■ ARTICLE:
+ + + +
Amnesty International réitère son soutien au travail accompli par le bureau du Haut-Commissariat aux droits de l’homme en Colombie afin d’améliorer le respect des droits humains dans le pays. Son action, en particulier en matière de suivi sur le plan des droits humains, deviendra d’autant plus indispensable que des incertitudes subsistent sur les difficultés que pourrait présenter, sur le terrain de ces droits, un accord de paix entre le gouvernement colombien et les Forces armées révolutionnaires de Colombie (FARC). Afin de relever ces défis, en particulier en ce qui concerne les violations des droits fondamentaux et la lutte contre l’impunité, le rôle de suivi du Bureau devrait être renforcé.
La présente déclaration donne un aperçu des préoccupations d’Amnesty International concernant la Colombie, ainsi que de ses recommandations aux États membres et observateurs du Conseil des droits de l’homme.
Le processus de paix
Le processus de paix a tant avancé depuis le début des négociations officielles, en 2012, que la Colombie est désormais plus près que jamais de mettre fin à un conflit armé qui dure depuis 50 ans et a laissé de profondes cicatrices chez des millions de femmes, d’hommes et d’enfants. Le cessez-le-feu déclaré par les FARC en juillet et la décision du gouvernement de suspendre les bombardements aériens contre leurs positions ont, semble-t-il, atténué certains des pires effets du conflit sur les civils dans les zones rurales. L’accord sur les victimes du conflit, rendu public en décembre dernier, marque un premier pas important, quoiqu’imparfait, vers la justice.
L’implication de la communauté internationale dans le processus de paix est cruciale. Par exemple, la résolution 2261 (2016) récemment adoptée par le Conseil de sécurité des Nations unies, qui prévoit, consécutivement à l’accord, une mission ayant pour objectif d’assurer un suivi et de veiller au respect du cessez-le-feu et de la cessation des hostilités, peut, si elle est efficacement mise en place, renforcer les perspectives de paix.
+ + + +
■ DONNÉES BRUTES:
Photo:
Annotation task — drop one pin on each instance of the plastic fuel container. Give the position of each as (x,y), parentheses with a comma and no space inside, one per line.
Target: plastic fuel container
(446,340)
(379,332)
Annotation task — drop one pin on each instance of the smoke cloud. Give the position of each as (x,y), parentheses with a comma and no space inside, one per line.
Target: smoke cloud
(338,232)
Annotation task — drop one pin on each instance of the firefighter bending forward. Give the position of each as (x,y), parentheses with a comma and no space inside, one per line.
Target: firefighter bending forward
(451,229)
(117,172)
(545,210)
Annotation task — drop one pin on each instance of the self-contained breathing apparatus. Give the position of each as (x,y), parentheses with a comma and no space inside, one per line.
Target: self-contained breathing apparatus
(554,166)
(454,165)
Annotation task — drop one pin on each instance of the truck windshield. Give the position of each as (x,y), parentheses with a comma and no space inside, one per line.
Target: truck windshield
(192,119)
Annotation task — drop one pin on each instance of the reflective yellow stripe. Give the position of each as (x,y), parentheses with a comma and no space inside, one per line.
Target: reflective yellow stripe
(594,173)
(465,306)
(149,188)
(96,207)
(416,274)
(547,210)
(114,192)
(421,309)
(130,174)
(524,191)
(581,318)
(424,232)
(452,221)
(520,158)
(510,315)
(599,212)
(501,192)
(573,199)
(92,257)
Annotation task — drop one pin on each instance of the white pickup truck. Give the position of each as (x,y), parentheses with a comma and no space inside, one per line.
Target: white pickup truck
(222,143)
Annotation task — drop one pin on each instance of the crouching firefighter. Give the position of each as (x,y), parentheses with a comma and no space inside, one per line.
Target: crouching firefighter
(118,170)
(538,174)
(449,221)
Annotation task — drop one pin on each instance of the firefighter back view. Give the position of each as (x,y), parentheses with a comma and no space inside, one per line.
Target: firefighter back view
+ + + +
■ OBJECTIF DE L'EXERCICE: Recopiez mot pour mot l'extrait de l'article sur la Colombie qui commence à « Amnesty International réitère » et se termine à « devrait être renforcé. ». Vous n'avez pas besoin du matériel pour faire ce travail.

■ RÉPONSE COMPLÈTE:
Amnesty International réitère son soutien au travail accompli par le bureau du Haut-Commissariat aux droits de l’homme en Colombie afin d’améliorer le respect des droits humains dans le pays. Son action, en particulier en matière de suivi sur le plan des droits humains, deviendra d’autant plus indispensable que des incertitudes subsistent sur les difficultés que pourrait présenter, sur le terrain de ces droits, un accord de paix entre le gouvernement colombien et les Forces armées révolutionnaires de Colombie (FARC). Afin de relever ces défis, en particulier en ce qui concerne les violations des droits fondamentaux et la lutte contre l’impunité, le rôle de suivi du Bureau devrait être renforcé.